RE: [PATCH v7 rdma-next 2/7] RDMA/core: Create mmap database and cookie helper functions

[Date Prev][Date Next][Thread Prev][Thread Next][Date Index][Thread Index]

 



> From: Gal Pressman <galpress@xxxxxxxxxx>
> Sent: Thursday, August 22, 2019 11:35 AM
> 
> On 20/08/2019 15:18, Michal Kalderon wrote:
> > -/*
> > - * Each time we map IO memory into user space this keeps track of the
> mapping.
> > - * When the device is hot-unplugged we 'zap' the mmaps in user space
> > to point
> > - * to the zero page and allow the hot unplug to proceed.
--
Goal:
Continue the review email about the RDMA mmap database patch from the point where it stops.

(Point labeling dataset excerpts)
--
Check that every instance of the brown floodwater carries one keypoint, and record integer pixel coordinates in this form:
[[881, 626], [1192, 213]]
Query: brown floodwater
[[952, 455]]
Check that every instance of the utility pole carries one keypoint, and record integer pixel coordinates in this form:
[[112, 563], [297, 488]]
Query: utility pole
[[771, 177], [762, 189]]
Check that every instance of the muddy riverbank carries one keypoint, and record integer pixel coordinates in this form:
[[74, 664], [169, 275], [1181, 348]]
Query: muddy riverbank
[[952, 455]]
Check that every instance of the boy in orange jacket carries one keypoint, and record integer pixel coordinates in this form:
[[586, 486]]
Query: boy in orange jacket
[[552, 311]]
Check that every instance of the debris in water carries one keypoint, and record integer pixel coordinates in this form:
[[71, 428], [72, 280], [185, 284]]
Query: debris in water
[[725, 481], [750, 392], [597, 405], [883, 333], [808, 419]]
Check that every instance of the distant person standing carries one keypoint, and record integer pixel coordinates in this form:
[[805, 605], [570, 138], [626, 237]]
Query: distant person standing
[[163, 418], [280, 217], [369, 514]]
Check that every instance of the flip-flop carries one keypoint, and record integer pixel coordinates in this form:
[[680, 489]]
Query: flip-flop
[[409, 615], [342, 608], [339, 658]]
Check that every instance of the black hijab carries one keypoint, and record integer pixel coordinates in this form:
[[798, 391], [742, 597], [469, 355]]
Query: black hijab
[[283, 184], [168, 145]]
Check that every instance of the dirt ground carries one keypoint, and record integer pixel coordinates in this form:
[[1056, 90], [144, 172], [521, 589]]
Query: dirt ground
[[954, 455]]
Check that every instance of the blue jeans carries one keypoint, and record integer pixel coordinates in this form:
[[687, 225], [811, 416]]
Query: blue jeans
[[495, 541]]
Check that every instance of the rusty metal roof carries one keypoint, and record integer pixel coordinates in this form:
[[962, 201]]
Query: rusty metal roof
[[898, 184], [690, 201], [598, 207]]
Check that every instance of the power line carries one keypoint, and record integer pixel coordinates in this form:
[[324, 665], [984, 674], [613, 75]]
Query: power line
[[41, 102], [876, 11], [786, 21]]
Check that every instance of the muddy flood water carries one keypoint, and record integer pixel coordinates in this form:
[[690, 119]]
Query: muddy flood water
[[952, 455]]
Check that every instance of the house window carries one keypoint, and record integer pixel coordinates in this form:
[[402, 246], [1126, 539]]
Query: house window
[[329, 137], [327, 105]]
--
Task result:
> > +/**
> > + * rdma_umap_priv_init() - Initialize the private data of a vma
> > + *
> > + * @vma: The vm area struct that needs private data
> > + * @entry: entry into the mmap_xa that needs to be linked with
> > + *       this vma
> > + *
> > + * Each time we map IO memory into user space this keeps track
> > + * of the mapping. When the device is hot-unplugged we 'zap' the
> > + * mmaps in user space to point to the zero page and allow the
> > + * hot unplug to proceed.
> >   *
> >   * This is necessary for cases like PCI physical hot unplug as the actual BAR
> >   * memory may vanish after this and access to it from userspace could
> MCE.
> >   *
> >   * RDMA drivers supporting disassociation must have their user space
> designed
> >   * to cope in some way with their IO pages going to the zero page.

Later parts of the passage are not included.